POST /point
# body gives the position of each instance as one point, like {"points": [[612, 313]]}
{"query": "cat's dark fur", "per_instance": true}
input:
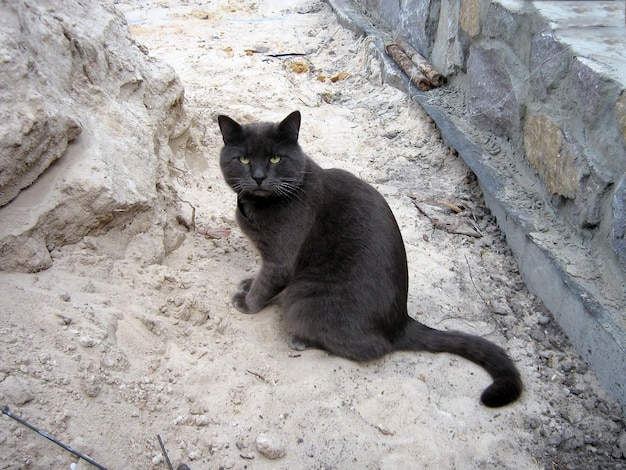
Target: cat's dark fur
{"points": [[333, 256]]}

|---|

The records must appear again word for word, though none of their pictures should.

**Written response:**
POST /point
# body gives the position of each instance as one point, like {"points": [[612, 313]]}
{"query": "cat's dark fur", "per_instance": true}
input:
Target: cat's dark fur
{"points": [[333, 256]]}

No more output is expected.